Entries in a dataset:

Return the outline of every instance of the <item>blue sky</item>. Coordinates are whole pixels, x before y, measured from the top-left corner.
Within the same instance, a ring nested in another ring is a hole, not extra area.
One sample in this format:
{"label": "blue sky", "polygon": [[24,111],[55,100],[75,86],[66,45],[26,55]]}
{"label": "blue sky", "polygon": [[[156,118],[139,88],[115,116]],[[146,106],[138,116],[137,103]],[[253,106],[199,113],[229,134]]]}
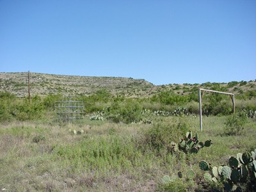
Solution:
{"label": "blue sky", "polygon": [[0,72],[256,79],[256,1],[0,0]]}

Given request> Rewrite every entry above with "top-left corner" swapped for "upper-left corner", keeping everything else the same. Leave the pictures out of your answer.

Written solution>
Return the outline of every instance of the <item>blue sky</item>. Coordinates are whole pixels, x before y, measured from the upper-left corner.
Within the same instance, a ring nested in another ring is a hole, not extra area.
One sample in this format:
{"label": "blue sky", "polygon": [[24,111],[55,100],[75,86],[66,45],[26,55]]}
{"label": "blue sky", "polygon": [[[156,118],[139,88],[115,116]],[[146,106],[138,116],[137,103]],[[253,106],[199,113],[229,134]]]}
Solution:
{"label": "blue sky", "polygon": [[0,72],[256,79],[256,1],[0,0]]}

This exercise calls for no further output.